**Supplied passage**
Correct median RT depended only on the lag of the selected probe

Figures 3a and b show median correct RT as a function of the lag of both of the probe stimuli collapsed over the two experiments. Results for JOR, evaluating memory for the past, are shown in Figure 3a; results for JOI, evaluating prediction of the future, are shown in Figure 3b. The results for the separate experiments are shown in Figure S2. Visual inspection of this figure shows results consistent with a serial self-terminating search model. First, there was a large proximity effect such that when the correct probe was closer to the present, RTs were faster. This can be seen by noting that the darker lines are lower than the lighter lines. Second, each of the lines in Figures 3a and b appears to be flat, indicating that the lag to the less recent probe did not affect response time.

Figure 3. : RT depends on the lag of the more recent/imminent probe but not on the lag of the less recent/imminent probe. Median RT varies sub-linearly with lag.

Figure 3. :

Error bars represent the 95% confidence interval of the mean across participants. a. In JOR, median RT for correct responses depends strongly on the lag of the more recent probe (indicated by different colors) but not on the lag of the less recent probe (x-axis). b. In JOI, median RT for correct responses depends strongly on the lag of the more imminent probe (indicated by different colors) but not on the lag of the less imminent probe (x-axis). c. In JOR, median RT varies sub-linearly with lag of the more recent item. d. In JOI, the median RT varies sub-linearly with lag of the more imminent item.

JOR: Memory for the past.

**Records**
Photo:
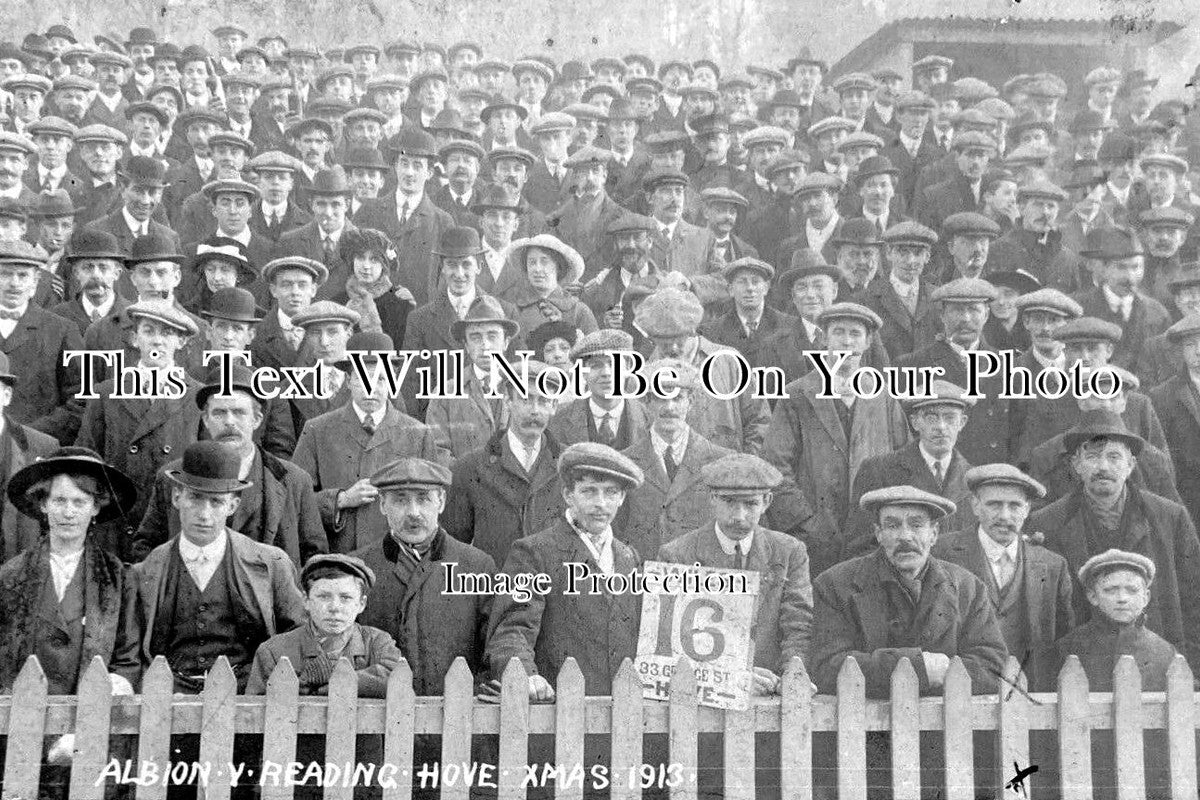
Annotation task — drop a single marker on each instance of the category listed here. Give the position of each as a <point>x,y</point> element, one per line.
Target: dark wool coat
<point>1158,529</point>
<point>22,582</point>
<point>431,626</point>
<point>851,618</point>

--

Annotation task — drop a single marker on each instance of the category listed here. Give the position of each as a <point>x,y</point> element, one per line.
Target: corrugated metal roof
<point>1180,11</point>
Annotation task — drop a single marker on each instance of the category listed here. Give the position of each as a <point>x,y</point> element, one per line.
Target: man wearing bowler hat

**What is asked**
Transcribe the portion of the passage on probe lag and response time that begins with the words containing "Figures 3a and b show" and ends with "affect response time.".

**Answer to the task**
Figures 3a and b show median correct RT as a function of the lag of both of the probe stimuli collapsed over the two experiments. Results for JOR, evaluating memory for the past, are shown in Figure 3a; results for JOI, evaluating prediction of the future, are shown in Figure 3b. The results for the separate experiments are shown in Figure S2. Visual inspection of this figure shows results consistent with a serial self-terminating search model. First, there was a large proximity effect such that when the correct probe was closer to the present, RTs were faster. This can be seen by noting that the darker lines are lower than the lighter lines. Second, each of the lines in Figures 3a and b appears to be flat, indicating that the lag to the less recent probe did not affect response time.